**DATASET EXTRACT**

** START **

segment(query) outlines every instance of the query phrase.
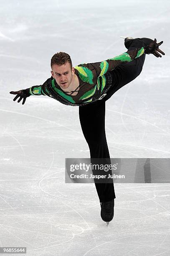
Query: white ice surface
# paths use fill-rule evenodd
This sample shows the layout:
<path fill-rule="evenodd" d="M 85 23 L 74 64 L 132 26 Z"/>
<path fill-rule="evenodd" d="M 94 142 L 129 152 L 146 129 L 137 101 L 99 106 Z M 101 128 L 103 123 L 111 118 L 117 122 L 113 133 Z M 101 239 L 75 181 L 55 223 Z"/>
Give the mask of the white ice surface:
<path fill-rule="evenodd" d="M 100 217 L 94 184 L 66 184 L 65 158 L 88 158 L 78 107 L 44 96 L 23 105 L 11 90 L 42 84 L 50 60 L 73 66 L 127 51 L 120 36 L 156 38 L 165 56 L 107 102 L 110 156 L 170 157 L 168 0 L 0 2 L 0 246 L 29 256 L 170 255 L 168 184 L 116 184 L 115 214 Z M 23 254 L 19 254 L 23 255 Z"/>

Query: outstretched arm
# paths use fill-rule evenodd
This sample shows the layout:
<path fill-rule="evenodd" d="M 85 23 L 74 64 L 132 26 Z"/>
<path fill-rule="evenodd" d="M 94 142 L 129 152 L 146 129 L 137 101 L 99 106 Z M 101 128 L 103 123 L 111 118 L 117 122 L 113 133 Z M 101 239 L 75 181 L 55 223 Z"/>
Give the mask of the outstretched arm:
<path fill-rule="evenodd" d="M 25 103 L 26 99 L 30 95 L 44 95 L 50 96 L 49 92 L 47 90 L 46 85 L 48 82 L 50 82 L 51 78 L 48 78 L 42 85 L 35 85 L 32 86 L 30 88 L 26 89 L 22 89 L 19 91 L 10 92 L 11 94 L 16 95 L 13 100 L 15 101 L 18 98 L 20 97 L 18 102 L 19 103 L 23 99 L 23 105 Z"/>

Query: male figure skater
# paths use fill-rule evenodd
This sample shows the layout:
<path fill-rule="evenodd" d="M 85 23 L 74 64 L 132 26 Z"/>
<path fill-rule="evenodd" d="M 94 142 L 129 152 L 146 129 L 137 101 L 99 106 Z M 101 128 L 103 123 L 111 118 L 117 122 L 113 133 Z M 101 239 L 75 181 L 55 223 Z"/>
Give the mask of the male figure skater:
<path fill-rule="evenodd" d="M 105 102 L 140 74 L 146 54 L 152 54 L 157 57 L 162 57 L 160 53 L 165 55 L 158 48 L 162 43 L 157 43 L 156 39 L 126 38 L 127 52 L 106 61 L 74 67 L 69 54 L 57 53 L 51 59 L 51 77 L 43 84 L 10 93 L 17 95 L 14 101 L 20 97 L 19 102 L 23 99 L 23 105 L 31 95 L 44 95 L 67 105 L 79 106 L 80 123 L 91 159 L 109 160 L 105 130 Z M 114 216 L 116 197 L 113 182 L 95 182 L 95 186 L 101 216 L 108 224 Z"/>

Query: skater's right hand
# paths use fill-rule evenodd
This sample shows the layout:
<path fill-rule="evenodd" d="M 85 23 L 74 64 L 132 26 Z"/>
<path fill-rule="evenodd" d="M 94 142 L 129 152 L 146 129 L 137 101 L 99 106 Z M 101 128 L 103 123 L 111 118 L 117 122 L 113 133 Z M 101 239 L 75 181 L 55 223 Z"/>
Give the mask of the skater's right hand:
<path fill-rule="evenodd" d="M 153 42 L 152 42 L 149 45 L 147 45 L 144 47 L 145 53 L 147 54 L 152 54 L 157 58 L 159 57 L 162 57 L 161 55 L 160 54 L 159 52 L 162 54 L 162 55 L 165 55 L 165 54 L 163 51 L 159 49 L 159 46 L 162 43 L 163 41 L 161 41 L 160 43 L 157 43 L 157 40 L 155 38 L 155 40 Z"/>
<path fill-rule="evenodd" d="M 25 103 L 26 100 L 26 98 L 29 97 L 30 96 L 29 95 L 29 92 L 28 92 L 28 89 L 20 90 L 20 91 L 17 91 L 17 92 L 10 92 L 10 93 L 11 94 L 17 94 L 17 95 L 15 97 L 13 100 L 15 101 L 17 99 L 20 97 L 19 99 L 18 102 L 19 103 L 23 99 L 23 105 Z"/>

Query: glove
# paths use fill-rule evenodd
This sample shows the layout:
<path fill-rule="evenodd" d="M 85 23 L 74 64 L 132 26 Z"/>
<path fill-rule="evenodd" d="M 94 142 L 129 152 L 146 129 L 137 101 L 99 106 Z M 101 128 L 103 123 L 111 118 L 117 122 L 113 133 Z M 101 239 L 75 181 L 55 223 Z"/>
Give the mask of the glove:
<path fill-rule="evenodd" d="M 15 101 L 18 98 L 20 97 L 18 101 L 18 102 L 20 102 L 22 99 L 23 99 L 23 103 L 22 103 L 23 105 L 24 105 L 25 102 L 26 98 L 27 97 L 29 97 L 30 96 L 30 94 L 29 92 L 30 90 L 29 88 L 25 89 L 23 90 L 20 90 L 20 91 L 17 91 L 17 92 L 10 92 L 10 93 L 11 94 L 17 94 L 17 95 L 15 97 L 13 100 Z"/>
<path fill-rule="evenodd" d="M 145 53 L 147 54 L 153 54 L 155 56 L 158 58 L 159 57 L 162 57 L 162 56 L 158 53 L 160 52 L 162 55 L 165 55 L 165 54 L 159 49 L 160 45 L 162 44 L 163 43 L 163 41 L 161 41 L 160 43 L 157 43 L 157 40 L 155 38 L 155 40 L 152 42 L 149 45 L 144 47 Z"/>

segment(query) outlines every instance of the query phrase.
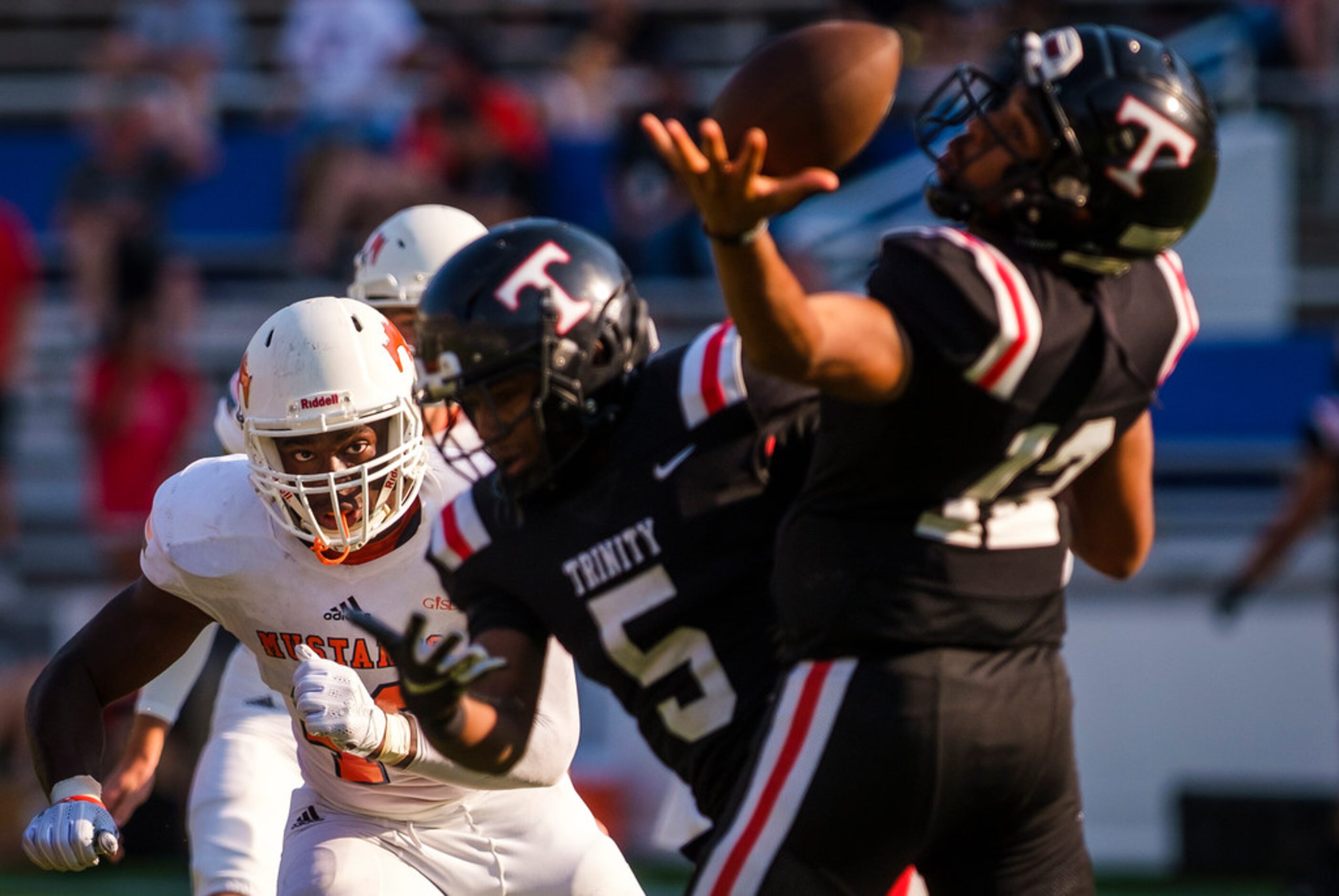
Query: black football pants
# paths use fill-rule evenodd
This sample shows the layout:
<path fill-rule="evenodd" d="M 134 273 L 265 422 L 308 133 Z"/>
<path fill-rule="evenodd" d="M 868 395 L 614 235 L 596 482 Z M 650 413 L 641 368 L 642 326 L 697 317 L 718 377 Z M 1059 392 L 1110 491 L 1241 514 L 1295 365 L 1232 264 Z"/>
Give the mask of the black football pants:
<path fill-rule="evenodd" d="M 1050 647 L 801 663 L 690 892 L 1090 895 L 1071 714 Z"/>

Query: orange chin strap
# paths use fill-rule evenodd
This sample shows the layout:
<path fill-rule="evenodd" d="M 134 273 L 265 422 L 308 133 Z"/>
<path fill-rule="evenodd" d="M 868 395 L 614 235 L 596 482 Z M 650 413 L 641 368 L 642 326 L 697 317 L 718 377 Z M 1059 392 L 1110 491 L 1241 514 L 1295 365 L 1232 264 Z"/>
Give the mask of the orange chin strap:
<path fill-rule="evenodd" d="M 328 544 L 325 544 L 321 540 L 321 536 L 320 536 L 319 532 L 316 533 L 316 538 L 312 541 L 312 553 L 315 553 L 316 558 L 320 560 L 327 567 L 337 567 L 337 565 L 340 565 L 345 560 L 348 560 L 348 554 L 352 552 L 352 546 L 348 542 L 348 520 L 345 520 L 344 517 L 345 517 L 345 514 L 343 514 L 343 513 L 339 514 L 339 528 L 340 528 L 340 532 L 344 534 L 344 553 L 341 553 L 340 556 L 337 556 L 335 558 L 327 557 L 325 552 L 327 550 L 333 550 L 333 548 L 331 548 Z"/>

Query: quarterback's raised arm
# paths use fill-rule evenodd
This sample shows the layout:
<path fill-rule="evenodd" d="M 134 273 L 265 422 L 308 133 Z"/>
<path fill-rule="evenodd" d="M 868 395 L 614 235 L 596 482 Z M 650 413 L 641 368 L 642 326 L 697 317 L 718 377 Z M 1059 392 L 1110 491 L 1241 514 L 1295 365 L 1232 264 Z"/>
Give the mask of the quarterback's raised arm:
<path fill-rule="evenodd" d="M 644 115 L 641 126 L 702 214 L 749 359 L 838 398 L 894 398 L 907 358 L 888 308 L 853 293 L 809 295 L 766 229 L 770 216 L 836 189 L 837 175 L 821 169 L 790 178 L 761 174 L 767 146 L 758 130 L 730 159 L 720 126 L 710 118 L 700 126 L 702 147 L 680 122 Z"/>

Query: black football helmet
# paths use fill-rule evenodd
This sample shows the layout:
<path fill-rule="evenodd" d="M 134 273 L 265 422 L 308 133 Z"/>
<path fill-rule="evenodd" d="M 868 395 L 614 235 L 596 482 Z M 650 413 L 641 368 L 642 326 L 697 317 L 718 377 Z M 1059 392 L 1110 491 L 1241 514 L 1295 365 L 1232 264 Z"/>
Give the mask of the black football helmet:
<path fill-rule="evenodd" d="M 486 395 L 502 378 L 538 374 L 532 411 L 548 458 L 503 482 L 520 497 L 553 482 L 617 415 L 657 342 L 613 246 L 562 221 L 521 218 L 442 265 L 419 301 L 418 347 L 423 402 L 458 400 L 478 387 Z"/>
<path fill-rule="evenodd" d="M 935 158 L 936 139 L 973 117 L 990 126 L 986 113 L 1019 84 L 1048 131 L 1050 154 L 1019 157 L 988 190 L 932 175 L 925 196 L 936 214 L 1101 269 L 1158 254 L 1204 212 L 1218 167 L 1213 107 L 1181 56 L 1130 28 L 1020 32 L 996 75 L 959 66 L 917 115 L 921 149 Z"/>

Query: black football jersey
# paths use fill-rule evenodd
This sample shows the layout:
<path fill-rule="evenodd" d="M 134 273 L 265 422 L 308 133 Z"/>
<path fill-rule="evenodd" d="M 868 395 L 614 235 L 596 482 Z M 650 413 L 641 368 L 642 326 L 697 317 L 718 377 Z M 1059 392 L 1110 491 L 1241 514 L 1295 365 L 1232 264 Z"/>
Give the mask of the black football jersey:
<path fill-rule="evenodd" d="M 818 399 L 743 364 L 731 324 L 632 390 L 580 483 L 520 514 L 475 483 L 443 510 L 432 560 L 473 636 L 556 636 L 715 818 L 779 675 L 773 546 Z"/>
<path fill-rule="evenodd" d="M 1073 556 L 1055 498 L 1198 329 L 1180 258 L 1097 276 L 927 228 L 884 240 L 869 295 L 911 375 L 892 402 L 822 402 L 777 548 L 786 652 L 1058 644 Z"/>

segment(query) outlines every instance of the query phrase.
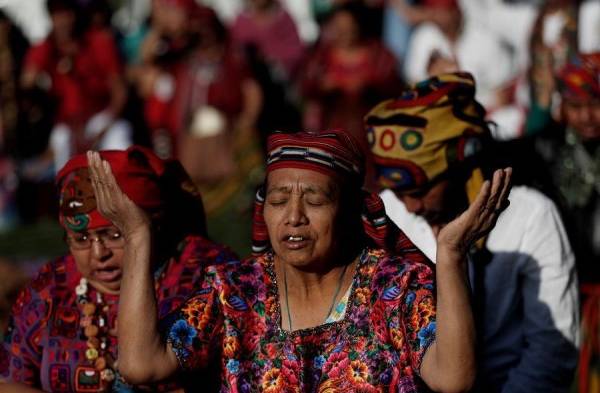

** END **

**INSTRUCTIONS FOR THE TASK**
Copy the listing above word for word, starting with the line with "Query: glove" and going on through the line with "1050 647 L 801". Leave out the picture.

**RESPONSE TO THE EXERCISE**
Query: glove
# paths use fill-rule evenodd
This sample shows the layout:
<path fill-rule="evenodd" d="M 85 23 L 74 64 L 132 26 Z"/>
<path fill-rule="evenodd" d="M 94 142 L 129 152 L 146 129 L 137 101 L 99 106 Z M 101 128 L 103 123 L 111 118 L 117 122 L 113 133 Z M 101 239 L 75 181 L 55 223 Z"/>
Give the mask of the glove:
<path fill-rule="evenodd" d="M 15 101 L 18 98 L 20 97 L 18 101 L 18 102 L 20 102 L 22 99 L 23 99 L 23 103 L 22 103 L 23 105 L 24 105 L 25 102 L 26 98 L 27 97 L 29 97 L 30 96 L 30 94 L 29 92 L 30 90 L 29 88 L 25 89 L 23 90 L 20 90 L 20 91 L 17 91 L 17 92 L 10 92 L 10 93 L 11 94 L 17 94 L 17 95 L 15 97 L 13 100 Z"/>
<path fill-rule="evenodd" d="M 145 53 L 147 54 L 153 54 L 155 56 L 158 58 L 159 57 L 162 57 L 162 56 L 158 53 L 160 52 L 162 55 L 165 55 L 165 54 L 159 49 L 160 45 L 162 44 L 163 43 L 163 41 L 161 41 L 160 43 L 157 43 L 157 40 L 155 38 L 155 40 L 152 42 L 149 45 L 144 47 Z"/>

segment(query) outlines every instance of the query phrase.
Query: black football pants
# paths use fill-rule evenodd
This sample shows the layout:
<path fill-rule="evenodd" d="M 134 273 L 265 422 L 308 133 Z"/>
<path fill-rule="evenodd" d="M 868 395 L 614 235 L 596 482 Z M 650 413 L 641 368 L 642 326 L 697 317 L 718 377 Z M 1059 392 L 1110 491 L 1241 514 L 1295 365 L 1232 264 Z"/>
Give the mask of the black football pants:
<path fill-rule="evenodd" d="M 1050 647 L 801 663 L 690 892 L 1090 895 L 1071 714 Z"/>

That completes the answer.